(Extracted records)
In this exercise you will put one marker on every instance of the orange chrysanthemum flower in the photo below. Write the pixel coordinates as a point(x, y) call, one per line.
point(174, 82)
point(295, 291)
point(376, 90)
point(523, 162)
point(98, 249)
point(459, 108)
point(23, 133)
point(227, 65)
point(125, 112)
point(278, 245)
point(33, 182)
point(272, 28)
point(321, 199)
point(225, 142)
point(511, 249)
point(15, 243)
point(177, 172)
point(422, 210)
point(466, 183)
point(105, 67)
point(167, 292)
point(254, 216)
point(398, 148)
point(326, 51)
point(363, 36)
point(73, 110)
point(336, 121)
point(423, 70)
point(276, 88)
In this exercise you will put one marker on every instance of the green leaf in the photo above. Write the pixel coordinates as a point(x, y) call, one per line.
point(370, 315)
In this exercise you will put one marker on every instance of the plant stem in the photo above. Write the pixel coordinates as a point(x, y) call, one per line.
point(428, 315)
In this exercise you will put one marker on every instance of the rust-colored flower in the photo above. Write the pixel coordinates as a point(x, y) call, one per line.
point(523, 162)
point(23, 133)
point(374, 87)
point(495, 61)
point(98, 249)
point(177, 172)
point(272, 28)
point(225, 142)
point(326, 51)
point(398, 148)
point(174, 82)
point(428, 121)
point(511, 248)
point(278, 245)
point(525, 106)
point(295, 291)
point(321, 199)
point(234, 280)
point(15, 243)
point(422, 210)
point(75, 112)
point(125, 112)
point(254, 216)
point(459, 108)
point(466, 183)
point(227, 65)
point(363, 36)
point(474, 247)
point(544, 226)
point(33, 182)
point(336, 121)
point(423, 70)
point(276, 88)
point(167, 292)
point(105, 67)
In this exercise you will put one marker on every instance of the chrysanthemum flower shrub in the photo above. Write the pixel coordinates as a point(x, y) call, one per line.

• What to work on
From the data above, pull out the lines that begin at the one containing "of the plant" and end after the one containing "point(428, 315)". Reproduce them verbatim.

• Worked solution
In this exercise you will put one marker on every instance of the plant stem in the photo above. Write the pixel coordinates as a point(x, y) call, one per line.
point(428, 315)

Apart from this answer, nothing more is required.